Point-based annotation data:
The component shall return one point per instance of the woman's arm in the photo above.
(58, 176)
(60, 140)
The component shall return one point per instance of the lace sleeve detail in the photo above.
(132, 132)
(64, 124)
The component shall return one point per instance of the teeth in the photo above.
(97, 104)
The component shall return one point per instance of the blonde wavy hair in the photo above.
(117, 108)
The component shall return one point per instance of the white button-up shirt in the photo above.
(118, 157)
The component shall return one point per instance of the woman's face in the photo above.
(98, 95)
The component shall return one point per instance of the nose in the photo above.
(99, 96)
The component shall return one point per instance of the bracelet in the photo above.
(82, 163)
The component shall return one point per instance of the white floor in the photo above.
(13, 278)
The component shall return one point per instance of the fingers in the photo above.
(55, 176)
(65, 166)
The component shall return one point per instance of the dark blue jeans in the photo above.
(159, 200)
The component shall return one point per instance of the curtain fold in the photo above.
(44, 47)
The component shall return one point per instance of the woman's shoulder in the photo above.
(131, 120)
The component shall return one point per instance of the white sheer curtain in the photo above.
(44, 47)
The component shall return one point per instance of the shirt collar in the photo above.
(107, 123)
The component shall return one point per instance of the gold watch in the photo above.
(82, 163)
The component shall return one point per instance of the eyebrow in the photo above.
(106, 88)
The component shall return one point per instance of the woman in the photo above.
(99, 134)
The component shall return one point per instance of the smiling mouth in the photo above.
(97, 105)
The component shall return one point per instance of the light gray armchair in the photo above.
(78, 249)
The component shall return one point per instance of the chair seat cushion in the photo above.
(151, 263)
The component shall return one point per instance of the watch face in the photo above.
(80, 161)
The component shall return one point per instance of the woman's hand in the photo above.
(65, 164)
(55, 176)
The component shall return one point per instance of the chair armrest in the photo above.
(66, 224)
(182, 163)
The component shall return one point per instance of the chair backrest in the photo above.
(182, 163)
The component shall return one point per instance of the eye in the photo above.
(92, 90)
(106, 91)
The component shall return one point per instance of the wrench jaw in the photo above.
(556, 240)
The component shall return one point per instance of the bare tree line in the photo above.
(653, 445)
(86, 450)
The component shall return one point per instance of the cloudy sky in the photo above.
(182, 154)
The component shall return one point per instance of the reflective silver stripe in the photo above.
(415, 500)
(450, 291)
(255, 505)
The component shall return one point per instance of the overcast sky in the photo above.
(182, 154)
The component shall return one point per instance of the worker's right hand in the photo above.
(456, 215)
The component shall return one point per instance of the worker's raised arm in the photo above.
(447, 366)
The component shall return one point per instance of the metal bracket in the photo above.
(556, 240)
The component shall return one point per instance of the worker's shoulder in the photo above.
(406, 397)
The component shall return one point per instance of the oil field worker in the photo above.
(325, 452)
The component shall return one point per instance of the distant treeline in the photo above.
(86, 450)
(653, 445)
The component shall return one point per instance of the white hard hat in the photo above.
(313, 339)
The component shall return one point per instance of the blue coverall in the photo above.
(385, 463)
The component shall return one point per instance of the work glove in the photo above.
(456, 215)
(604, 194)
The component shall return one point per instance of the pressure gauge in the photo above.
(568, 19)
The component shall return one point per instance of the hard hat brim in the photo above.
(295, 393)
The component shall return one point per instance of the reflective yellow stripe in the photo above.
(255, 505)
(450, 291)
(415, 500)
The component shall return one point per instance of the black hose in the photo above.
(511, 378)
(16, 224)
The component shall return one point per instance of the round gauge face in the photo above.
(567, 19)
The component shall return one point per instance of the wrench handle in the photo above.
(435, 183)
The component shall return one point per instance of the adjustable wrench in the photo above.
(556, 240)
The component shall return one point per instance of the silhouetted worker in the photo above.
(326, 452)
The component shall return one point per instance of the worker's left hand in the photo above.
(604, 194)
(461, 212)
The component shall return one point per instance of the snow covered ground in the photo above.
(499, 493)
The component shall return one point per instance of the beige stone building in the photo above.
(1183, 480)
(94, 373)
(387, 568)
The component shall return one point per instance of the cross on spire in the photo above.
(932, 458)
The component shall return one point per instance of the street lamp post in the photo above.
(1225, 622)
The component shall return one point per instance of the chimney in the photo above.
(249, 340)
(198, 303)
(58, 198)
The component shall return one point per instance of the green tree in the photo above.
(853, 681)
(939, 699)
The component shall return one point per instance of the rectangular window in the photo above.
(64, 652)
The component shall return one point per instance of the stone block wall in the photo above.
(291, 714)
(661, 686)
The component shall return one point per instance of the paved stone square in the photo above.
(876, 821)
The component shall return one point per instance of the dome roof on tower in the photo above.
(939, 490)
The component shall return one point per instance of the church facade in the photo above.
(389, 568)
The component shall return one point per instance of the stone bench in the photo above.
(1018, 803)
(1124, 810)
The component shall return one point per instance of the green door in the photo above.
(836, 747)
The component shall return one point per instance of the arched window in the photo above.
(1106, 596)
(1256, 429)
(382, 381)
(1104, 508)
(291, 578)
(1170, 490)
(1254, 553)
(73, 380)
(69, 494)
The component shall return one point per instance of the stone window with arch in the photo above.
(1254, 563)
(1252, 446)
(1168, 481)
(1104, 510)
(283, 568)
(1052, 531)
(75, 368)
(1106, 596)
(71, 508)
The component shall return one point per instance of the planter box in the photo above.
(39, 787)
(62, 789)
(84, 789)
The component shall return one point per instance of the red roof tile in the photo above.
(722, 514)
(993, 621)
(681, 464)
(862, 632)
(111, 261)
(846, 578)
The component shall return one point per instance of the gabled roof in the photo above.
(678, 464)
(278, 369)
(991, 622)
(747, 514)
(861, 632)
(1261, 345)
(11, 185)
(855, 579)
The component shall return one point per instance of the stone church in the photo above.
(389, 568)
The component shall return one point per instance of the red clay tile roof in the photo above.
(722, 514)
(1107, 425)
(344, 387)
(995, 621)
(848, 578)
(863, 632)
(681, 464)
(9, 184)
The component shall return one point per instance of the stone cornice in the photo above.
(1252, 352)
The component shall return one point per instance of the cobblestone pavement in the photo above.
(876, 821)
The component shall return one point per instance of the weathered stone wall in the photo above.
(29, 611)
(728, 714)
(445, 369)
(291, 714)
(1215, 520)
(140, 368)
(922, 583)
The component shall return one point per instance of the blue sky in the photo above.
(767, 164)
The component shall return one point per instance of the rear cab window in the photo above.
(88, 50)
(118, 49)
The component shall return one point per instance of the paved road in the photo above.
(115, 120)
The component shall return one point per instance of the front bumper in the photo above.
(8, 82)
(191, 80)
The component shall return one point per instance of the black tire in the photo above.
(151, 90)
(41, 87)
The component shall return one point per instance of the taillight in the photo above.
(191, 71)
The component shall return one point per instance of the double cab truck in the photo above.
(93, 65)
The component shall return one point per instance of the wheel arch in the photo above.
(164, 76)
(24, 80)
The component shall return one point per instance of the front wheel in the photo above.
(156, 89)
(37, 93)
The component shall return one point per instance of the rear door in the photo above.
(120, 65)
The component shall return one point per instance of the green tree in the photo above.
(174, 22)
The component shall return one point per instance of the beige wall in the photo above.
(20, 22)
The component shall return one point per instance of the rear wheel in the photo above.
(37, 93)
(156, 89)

- _TO BE DONE_
Please lay out all of the lines above as a numbered list, omitting any blank ones.

- _CORRECT OUTPUT_
1. The component shall return one point per instance of the woman's arm in the photo above.
2. (58, 176)
3. (60, 140)
4. The component shall return one point per instance of the lace sleeve detail in the photo above.
5. (132, 132)
6. (64, 124)
7. The component shall return one point per instance of the teeth in the photo above.
8. (97, 104)
9. The component shall return one point per instance of the blonde wavy hair in the photo above.
10. (117, 108)
11. The component shall return one point per instance of the white button-up shirt in the photo above.
12. (118, 157)
13. The component shall return one point per instance of the woman's face in the photo above.
14. (98, 95)
15. The component shall return one point per instance of the nose in the photo above.
16. (99, 96)
17. The component shall return one point per instance of the bracelet in the photo above.
18. (82, 163)
19. The component shall return one point per instance of the white floor in the photo above.
20. (13, 278)
21. The component shall return one point per instance of the fingers in the photo above.
22. (55, 176)
23. (65, 166)
24. The component shall return one point per instance of the dark blue jeans in the photo above.
25. (159, 200)
26. The component shall return one point per instance of the curtain fold in the photo above.
27. (44, 47)
28. The component shall return one point per instance of the woman's shoulder in the photo above.
29. (131, 120)
30. The component shall return one point per instance of the white sheer curtain in the photo above.
31. (44, 47)
32. The component shall return one point per instance of the shirt collar in the photo above.
33. (107, 123)
34. The component shall return one point per instance of the gold watch in the photo above.
35. (82, 163)
36. The component shall return one point per instance of the eyebrow in the photo above.
37. (106, 88)
38. The component shall return one point per instance of the woman in the photo above.
39. (99, 134)
40. The component shall return one point per instance of the smiling mouth in the photo above.
41. (97, 105)
42. The component shall return one point per instance of the light gray armchair in the photo above.
43. (78, 249)
44. The component shall return one point per instance of the chair seat cushion in the photo above.
45. (151, 263)
46. The component shall return one point per instance of the watch face in the photo above.
47. (80, 161)
48. The component shall return one point per instance of the woman's hand in the photo above.
49. (65, 164)
50. (55, 176)
51. The component shall return one point per instance of the chair armrest in the photo above.
52. (66, 224)
53. (182, 163)
54. The component shall return one point per instance of the chair backrest in the photo above.
55. (182, 163)
56. The component shall return one point per instance of the eye in the photo above.
57. (92, 90)
58. (106, 91)
59. The component shall return one point per instance of the wrench jaw in the photo above.
60. (556, 240)
61. The component shall return one point per instance of the bare tree line in the photo above.
62. (653, 445)
63. (86, 450)
64. The component shall return one point per instance of the cloudy sky in the photo above.
65. (182, 154)
66. The component shall return one point per instance of the reflective silver stripe in the photo above.
67. (415, 500)
68. (450, 291)
69. (255, 505)
70. The component shall return one point per instance of the overcast sky in the photo above.
71. (182, 154)
72. The component shall return one point per instance of the worker's right hand in the photo above.
73. (456, 215)
74. The component shall return one point per instance of the worker's raised arm in the photo above.
75. (447, 366)
76. The component shall return one point per instance of the metal bracket in the photo above.
77. (556, 240)
78. The component shall return one point per instance of the worker's shoulder in the photo above.
79. (406, 397)
80. The component shall return one point per instance of the oil field worker in the photo above.
81. (325, 452)
82. The component shall return one point per instance of the distant treeline in the photo above.
83. (86, 450)
84. (653, 445)
85. The component shall return one point per instance of the white hard hat in the photo above.
86. (313, 339)
87. The component shall return one point per instance of the blue coverall in the photo above.
88. (385, 463)
89. The component shall return one point per instance of the work glove in the photo above.
90. (456, 215)
91. (604, 194)
92. The component shall return one point per instance of the pressure gauge in the photo above.
93. (568, 19)
94. The component shall return one point per instance of the hard hat brim in the photo above.
95. (295, 393)
96. The component shall return one point per instance of the reflective yellow stripe in the photo above.
97. (255, 505)
98. (450, 291)
99. (415, 500)
100. The component shall return one point per instance of the black hose in the photo above.
101. (511, 378)
102. (16, 224)
103. The component shall return one point per instance of the round gauge face in the photo above.
104. (567, 19)
105. The component shall return one point per instance of the wrench handle in the photo above.
106. (435, 183)
107. The component shall return one point per instance of the adjustable wrench in the photo above.
108. (556, 240)
109. The component shall return one point per instance of the silhouetted worker in the photo above.
110. (326, 452)
111. The component shall return one point per instance of the worker's left hand in the photo above.
112. (604, 194)
113. (461, 212)
114. The component shall return one point per instance of the snow covered ground in the photo above.
115. (499, 493)
116. The component shall return one point per instance of the beige stone building in the photo above.
117. (1183, 480)
118. (94, 373)
119. (387, 568)
120. The component shall return one point per instance of the cross on spire in the photo above.
121. (932, 458)
122. The component shall return one point per instance of the street lamp post in the photo above.
123. (1225, 622)
124. The component shall return one point per instance of the chimney in the photo above.
125. (249, 340)
126. (198, 303)
127. (58, 198)
128. The component shall return one point per instance of the green tree in the photo above.
129. (853, 681)
130. (939, 699)
131. The component shall return one point per instance of the rectangular window in the photo above.
132. (64, 652)
133. The component shall return one point per instance of the stone block wall in the photo above.
134. (291, 714)
135. (661, 686)
136. The component shall return one point per instance of the paved stone square in the photo above.
137. (876, 821)
138. The component shall return one point per instance of the dome roof on tower in the photo above.
139. (939, 490)
140. The component shall return one point per instance of the church facade in the photo above.
141. (389, 568)
142. The component shall return one point per instance of the stone bench in the photo above.
143. (1018, 803)
144. (1124, 810)
145. The component shall return one point per instance of the green door in the photo above.
146. (836, 747)
147. The component shall return one point per instance of the arched window in the photo above.
148. (1106, 596)
149. (1256, 429)
150. (382, 381)
151. (1104, 508)
152. (291, 578)
153. (1170, 490)
154. (1254, 553)
155. (73, 380)
156. (69, 494)
157. The component shall return one point per instance of the stone window with arch in the photo above.
158. (1254, 563)
159. (1252, 446)
160. (1168, 481)
161. (1104, 510)
162. (283, 568)
163. (1052, 531)
164. (75, 368)
165. (1106, 596)
166. (71, 508)
167. The component shall return one point per instance of the planter box in the photo above.
168. (39, 787)
169. (62, 789)
170. (84, 789)
171. The component shall return one point per instance of the red roof tile in the photo above.
172. (722, 514)
173. (993, 621)
174. (681, 464)
175. (862, 632)
176. (111, 261)
177. (846, 578)
178. The component shall return one point per instance of the gabled roof in the photo above.
179. (678, 464)
180. (278, 369)
181. (991, 622)
182. (747, 514)
183. (861, 632)
184. (1261, 345)
185. (11, 185)
186. (855, 579)
187. The component shall return one point per instance of the stone church in the photo above.
188. (389, 568)
189. The component shall return one point per instance of the red clay tile roof in the photo above.
190. (722, 514)
191. (1107, 425)
192. (344, 387)
193. (995, 621)
194. (848, 578)
195. (863, 632)
196. (681, 464)
197. (9, 184)
198. The component shall return one point per instance of the stone cornice in the photo above.
199. (1252, 352)
200. The component shall return one point per instance of the cobblestone pavement in the photo above.
201. (876, 821)
202. The component shall return one point per instance of the weathered stone wall in the photo above.
203. (29, 611)
204. (728, 714)
205. (445, 369)
206. (291, 714)
207. (1215, 520)
208. (140, 368)
209. (922, 583)
210. The component shall return one point per instance of the blue sky in the photo above.
211. (767, 164)
212. The component shall return one point per instance of the rear cab window in the photo above.
213. (88, 50)
214. (118, 49)
215. The component shall return one point per instance of the paved road in the photo above.
216. (115, 120)
217. The component shall return one point per instance of the front bumper in the photo above.
218. (8, 82)
219. (191, 80)
220. The component shall return one point per instance of the black tire in the photo above.
221. (151, 90)
222. (41, 87)
223. The component shall return one point per instance of the taillight in the photo above.
224. (191, 71)
225. The component shall return one point per instance of the double cab truck in the photo above.
226. (93, 65)
227. The component shall return one point per instance of the wheel arch in the photo above.
228. (164, 76)
229. (24, 80)
230. The component shall return one point per instance of the front wheel in the photo above.
231. (156, 89)
232. (37, 93)
233. The component shall return one point per instance of the rear door in the photo above.
234. (120, 65)
235. The component shall return one point per instance of the green tree in the photo above.
236. (174, 22)
237. The component shall return one point per instance of the beige wall in the photo above.
238. (20, 22)
239. The component shall return one point per instance of the rear wheel in the photo above.
240. (37, 93)
241. (156, 89)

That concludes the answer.